-- Items listed in a dataset --
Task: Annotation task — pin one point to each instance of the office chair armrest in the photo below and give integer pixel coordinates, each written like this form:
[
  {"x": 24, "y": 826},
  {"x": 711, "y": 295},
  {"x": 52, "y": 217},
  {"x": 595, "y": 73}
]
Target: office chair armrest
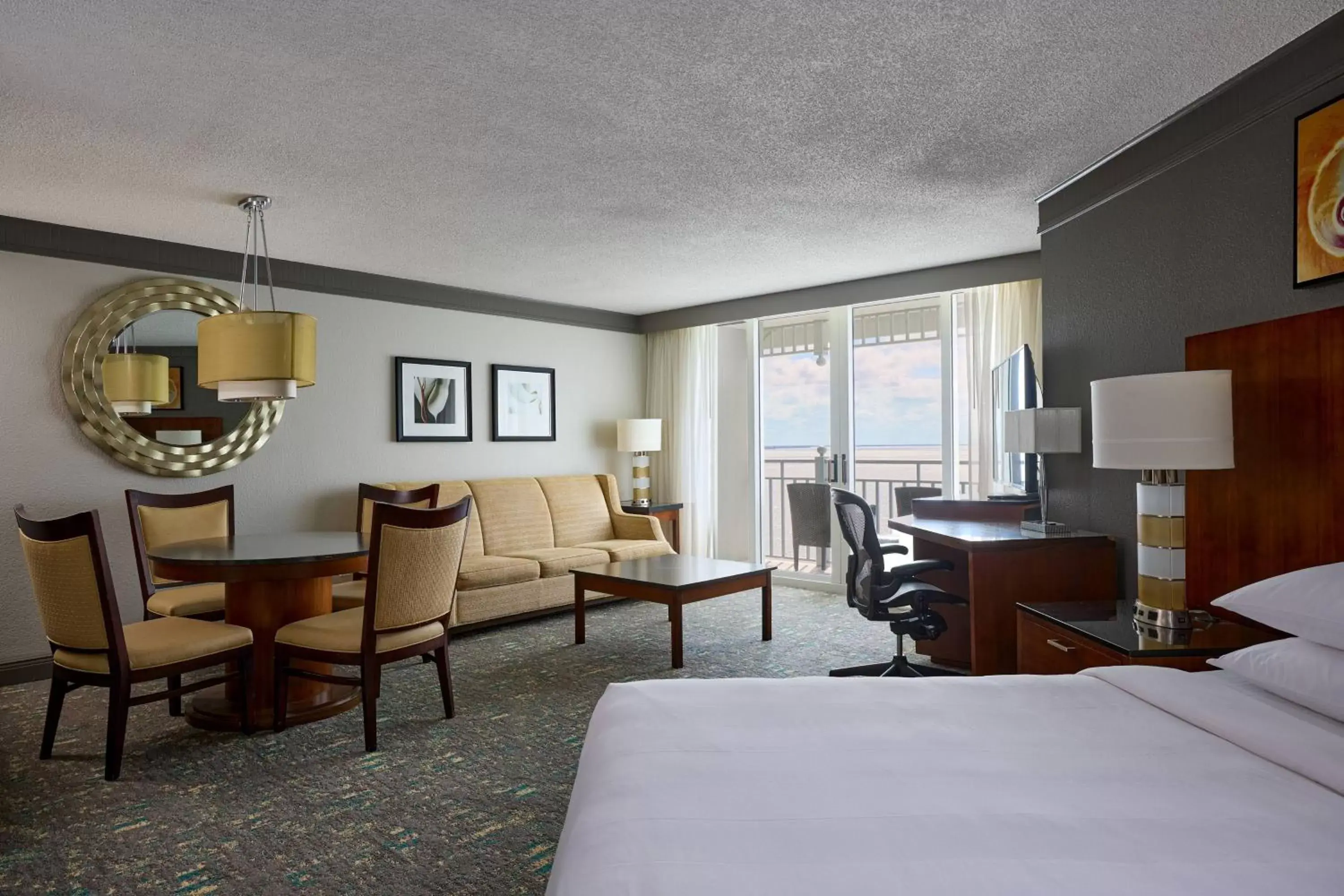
[{"x": 910, "y": 570}]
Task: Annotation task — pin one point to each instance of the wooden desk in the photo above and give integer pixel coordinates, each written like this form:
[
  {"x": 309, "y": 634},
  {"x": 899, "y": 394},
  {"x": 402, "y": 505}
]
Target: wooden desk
[
  {"x": 996, "y": 567},
  {"x": 945, "y": 508}
]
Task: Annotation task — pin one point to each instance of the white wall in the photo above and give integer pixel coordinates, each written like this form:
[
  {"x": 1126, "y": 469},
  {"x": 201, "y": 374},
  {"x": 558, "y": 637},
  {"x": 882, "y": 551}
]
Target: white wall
[
  {"x": 336, "y": 435},
  {"x": 737, "y": 512}
]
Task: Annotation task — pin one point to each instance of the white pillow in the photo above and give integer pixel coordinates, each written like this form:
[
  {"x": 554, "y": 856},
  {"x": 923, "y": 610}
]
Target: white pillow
[
  {"x": 1308, "y": 603},
  {"x": 1310, "y": 675}
]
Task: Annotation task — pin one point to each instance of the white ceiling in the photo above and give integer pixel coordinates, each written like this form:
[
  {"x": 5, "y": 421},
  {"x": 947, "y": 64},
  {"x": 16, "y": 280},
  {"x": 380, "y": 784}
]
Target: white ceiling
[{"x": 619, "y": 155}]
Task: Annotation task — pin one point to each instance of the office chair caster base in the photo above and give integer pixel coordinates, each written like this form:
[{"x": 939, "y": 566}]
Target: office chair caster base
[{"x": 898, "y": 668}]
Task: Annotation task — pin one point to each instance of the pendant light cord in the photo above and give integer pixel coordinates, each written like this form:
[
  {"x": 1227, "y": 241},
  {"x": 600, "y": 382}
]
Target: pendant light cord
[{"x": 256, "y": 229}]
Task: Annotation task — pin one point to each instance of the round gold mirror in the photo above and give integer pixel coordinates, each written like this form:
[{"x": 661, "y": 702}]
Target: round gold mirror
[{"x": 112, "y": 374}]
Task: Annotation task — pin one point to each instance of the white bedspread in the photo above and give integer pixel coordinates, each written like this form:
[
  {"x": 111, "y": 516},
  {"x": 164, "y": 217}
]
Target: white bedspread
[{"x": 955, "y": 786}]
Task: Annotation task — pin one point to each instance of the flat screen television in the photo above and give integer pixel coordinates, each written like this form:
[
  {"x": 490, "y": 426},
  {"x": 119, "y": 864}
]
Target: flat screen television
[{"x": 1014, "y": 385}]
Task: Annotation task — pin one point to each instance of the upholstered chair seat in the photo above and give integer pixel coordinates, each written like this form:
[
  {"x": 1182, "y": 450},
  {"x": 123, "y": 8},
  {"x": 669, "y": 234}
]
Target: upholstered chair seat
[
  {"x": 560, "y": 560},
  {"x": 72, "y": 582},
  {"x": 413, "y": 562},
  {"x": 167, "y": 519},
  {"x": 347, "y": 595},
  {"x": 343, "y": 632},
  {"x": 162, "y": 642},
  {"x": 629, "y": 548},
  {"x": 187, "y": 601},
  {"x": 487, "y": 571}
]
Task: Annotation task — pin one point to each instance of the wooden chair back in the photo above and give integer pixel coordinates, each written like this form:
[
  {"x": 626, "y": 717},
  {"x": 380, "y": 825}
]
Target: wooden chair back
[
  {"x": 413, "y": 564},
  {"x": 167, "y": 519},
  {"x": 72, "y": 583}
]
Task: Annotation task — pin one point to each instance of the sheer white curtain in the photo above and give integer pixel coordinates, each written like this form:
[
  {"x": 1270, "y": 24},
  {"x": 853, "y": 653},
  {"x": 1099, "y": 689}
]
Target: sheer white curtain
[
  {"x": 999, "y": 320},
  {"x": 682, "y": 390}
]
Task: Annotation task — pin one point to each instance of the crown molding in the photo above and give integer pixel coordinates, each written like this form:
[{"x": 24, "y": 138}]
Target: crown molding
[
  {"x": 1284, "y": 78},
  {"x": 78, "y": 244},
  {"x": 1004, "y": 269}
]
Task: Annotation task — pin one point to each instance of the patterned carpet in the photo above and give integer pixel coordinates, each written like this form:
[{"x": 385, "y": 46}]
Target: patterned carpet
[{"x": 471, "y": 805}]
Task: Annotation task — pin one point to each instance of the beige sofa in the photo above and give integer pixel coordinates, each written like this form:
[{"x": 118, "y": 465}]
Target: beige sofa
[{"x": 527, "y": 534}]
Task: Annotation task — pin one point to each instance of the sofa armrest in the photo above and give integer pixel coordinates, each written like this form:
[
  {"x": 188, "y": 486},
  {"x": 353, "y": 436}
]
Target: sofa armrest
[
  {"x": 635, "y": 526},
  {"x": 629, "y": 526}
]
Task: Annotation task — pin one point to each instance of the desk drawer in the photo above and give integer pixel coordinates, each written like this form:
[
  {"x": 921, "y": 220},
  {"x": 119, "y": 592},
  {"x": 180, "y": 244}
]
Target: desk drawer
[{"x": 1046, "y": 650}]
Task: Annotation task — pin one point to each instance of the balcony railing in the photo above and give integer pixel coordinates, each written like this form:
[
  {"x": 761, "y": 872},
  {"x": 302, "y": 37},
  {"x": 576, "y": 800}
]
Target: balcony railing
[{"x": 875, "y": 480}]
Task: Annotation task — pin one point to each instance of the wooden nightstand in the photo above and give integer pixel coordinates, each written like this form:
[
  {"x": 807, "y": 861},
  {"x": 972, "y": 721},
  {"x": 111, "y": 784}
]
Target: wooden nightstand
[
  {"x": 1062, "y": 638},
  {"x": 670, "y": 515}
]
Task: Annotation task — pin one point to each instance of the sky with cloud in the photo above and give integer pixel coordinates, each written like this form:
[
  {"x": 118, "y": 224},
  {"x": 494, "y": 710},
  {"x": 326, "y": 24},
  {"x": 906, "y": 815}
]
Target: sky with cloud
[{"x": 897, "y": 397}]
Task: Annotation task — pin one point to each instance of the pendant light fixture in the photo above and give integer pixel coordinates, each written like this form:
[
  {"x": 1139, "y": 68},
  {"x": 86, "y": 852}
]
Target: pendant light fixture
[
  {"x": 253, "y": 355},
  {"x": 134, "y": 383}
]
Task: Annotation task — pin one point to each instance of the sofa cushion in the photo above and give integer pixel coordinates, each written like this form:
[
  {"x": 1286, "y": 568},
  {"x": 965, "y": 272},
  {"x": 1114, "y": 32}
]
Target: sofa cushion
[
  {"x": 561, "y": 560},
  {"x": 578, "y": 509},
  {"x": 631, "y": 548},
  {"x": 514, "y": 516},
  {"x": 484, "y": 573},
  {"x": 449, "y": 493}
]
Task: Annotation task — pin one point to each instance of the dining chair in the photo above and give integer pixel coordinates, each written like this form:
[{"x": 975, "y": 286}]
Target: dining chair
[
  {"x": 77, "y": 602},
  {"x": 351, "y": 594},
  {"x": 413, "y": 562},
  {"x": 166, "y": 519}
]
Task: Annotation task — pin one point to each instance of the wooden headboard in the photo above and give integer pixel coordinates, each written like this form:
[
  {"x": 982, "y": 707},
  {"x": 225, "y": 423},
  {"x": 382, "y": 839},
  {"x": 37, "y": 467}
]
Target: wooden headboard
[{"x": 1283, "y": 507}]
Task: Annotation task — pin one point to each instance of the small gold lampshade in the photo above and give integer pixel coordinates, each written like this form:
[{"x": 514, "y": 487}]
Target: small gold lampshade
[
  {"x": 257, "y": 355},
  {"x": 135, "y": 383}
]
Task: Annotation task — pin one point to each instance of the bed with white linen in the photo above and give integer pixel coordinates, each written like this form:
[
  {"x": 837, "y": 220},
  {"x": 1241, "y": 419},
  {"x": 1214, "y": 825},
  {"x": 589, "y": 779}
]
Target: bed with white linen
[{"x": 1116, "y": 781}]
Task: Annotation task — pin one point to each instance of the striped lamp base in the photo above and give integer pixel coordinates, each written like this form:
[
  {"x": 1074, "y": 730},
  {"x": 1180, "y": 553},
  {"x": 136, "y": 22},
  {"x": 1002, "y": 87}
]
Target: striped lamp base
[{"x": 1162, "y": 556}]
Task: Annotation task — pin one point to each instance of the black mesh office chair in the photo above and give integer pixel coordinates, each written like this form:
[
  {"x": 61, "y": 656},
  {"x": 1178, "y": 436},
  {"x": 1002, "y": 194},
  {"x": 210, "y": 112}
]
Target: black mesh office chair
[{"x": 892, "y": 595}]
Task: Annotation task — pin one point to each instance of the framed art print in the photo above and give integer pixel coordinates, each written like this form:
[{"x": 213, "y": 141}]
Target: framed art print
[
  {"x": 174, "y": 390},
  {"x": 525, "y": 404},
  {"x": 1320, "y": 194},
  {"x": 433, "y": 401}
]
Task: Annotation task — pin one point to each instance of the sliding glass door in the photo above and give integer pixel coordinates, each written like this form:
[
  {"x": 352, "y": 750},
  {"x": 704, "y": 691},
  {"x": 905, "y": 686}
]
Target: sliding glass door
[
  {"x": 904, "y": 422},
  {"x": 804, "y": 439},
  {"x": 859, "y": 398}
]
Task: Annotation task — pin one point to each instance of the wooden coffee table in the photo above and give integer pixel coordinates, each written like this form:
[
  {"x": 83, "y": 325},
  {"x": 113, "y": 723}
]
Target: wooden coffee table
[{"x": 674, "y": 581}]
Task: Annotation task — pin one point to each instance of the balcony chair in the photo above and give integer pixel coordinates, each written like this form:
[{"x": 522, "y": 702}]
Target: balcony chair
[
  {"x": 896, "y": 597},
  {"x": 811, "y": 519}
]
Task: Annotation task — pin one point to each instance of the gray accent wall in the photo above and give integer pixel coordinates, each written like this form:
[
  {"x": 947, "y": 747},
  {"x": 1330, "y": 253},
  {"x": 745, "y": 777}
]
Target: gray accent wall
[{"x": 1179, "y": 249}]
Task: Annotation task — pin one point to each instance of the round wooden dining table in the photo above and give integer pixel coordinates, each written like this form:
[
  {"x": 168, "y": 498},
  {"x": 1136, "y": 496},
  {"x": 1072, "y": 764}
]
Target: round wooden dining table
[{"x": 269, "y": 582}]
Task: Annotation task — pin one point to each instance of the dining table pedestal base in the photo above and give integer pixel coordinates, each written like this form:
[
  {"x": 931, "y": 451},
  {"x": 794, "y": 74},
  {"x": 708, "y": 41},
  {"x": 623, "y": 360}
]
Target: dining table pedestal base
[{"x": 267, "y": 606}]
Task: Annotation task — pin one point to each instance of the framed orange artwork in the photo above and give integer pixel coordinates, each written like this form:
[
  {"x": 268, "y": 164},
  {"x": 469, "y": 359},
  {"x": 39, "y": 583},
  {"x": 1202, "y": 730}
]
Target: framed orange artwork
[{"x": 1320, "y": 195}]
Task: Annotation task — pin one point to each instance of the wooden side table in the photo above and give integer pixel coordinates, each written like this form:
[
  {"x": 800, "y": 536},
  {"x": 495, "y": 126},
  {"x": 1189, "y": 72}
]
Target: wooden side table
[
  {"x": 668, "y": 515},
  {"x": 1062, "y": 638}
]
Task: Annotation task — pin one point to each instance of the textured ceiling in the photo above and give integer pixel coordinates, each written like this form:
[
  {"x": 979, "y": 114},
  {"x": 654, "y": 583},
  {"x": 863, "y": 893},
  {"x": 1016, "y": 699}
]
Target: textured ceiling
[{"x": 619, "y": 155}]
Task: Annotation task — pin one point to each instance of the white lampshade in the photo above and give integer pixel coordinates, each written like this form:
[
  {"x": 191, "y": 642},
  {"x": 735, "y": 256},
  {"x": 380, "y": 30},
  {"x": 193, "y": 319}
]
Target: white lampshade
[
  {"x": 1164, "y": 422},
  {"x": 639, "y": 436},
  {"x": 1045, "y": 431}
]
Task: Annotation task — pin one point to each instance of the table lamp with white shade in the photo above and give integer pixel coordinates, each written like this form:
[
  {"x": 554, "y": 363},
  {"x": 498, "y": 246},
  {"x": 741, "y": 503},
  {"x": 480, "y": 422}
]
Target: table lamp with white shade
[
  {"x": 640, "y": 437},
  {"x": 1045, "y": 431},
  {"x": 1163, "y": 424}
]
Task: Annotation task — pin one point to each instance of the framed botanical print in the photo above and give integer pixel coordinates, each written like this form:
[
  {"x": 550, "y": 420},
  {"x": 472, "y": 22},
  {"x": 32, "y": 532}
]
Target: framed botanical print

-- Assigned task --
Search the data for the string "botanical" and copy each line where it appears.

-- Solution to this problem --
Task: Annotation task — pin one point to each instance of the framed botanical print in the photo above and give integer pixel coordinates, each written like this form:
Target: framed botanical print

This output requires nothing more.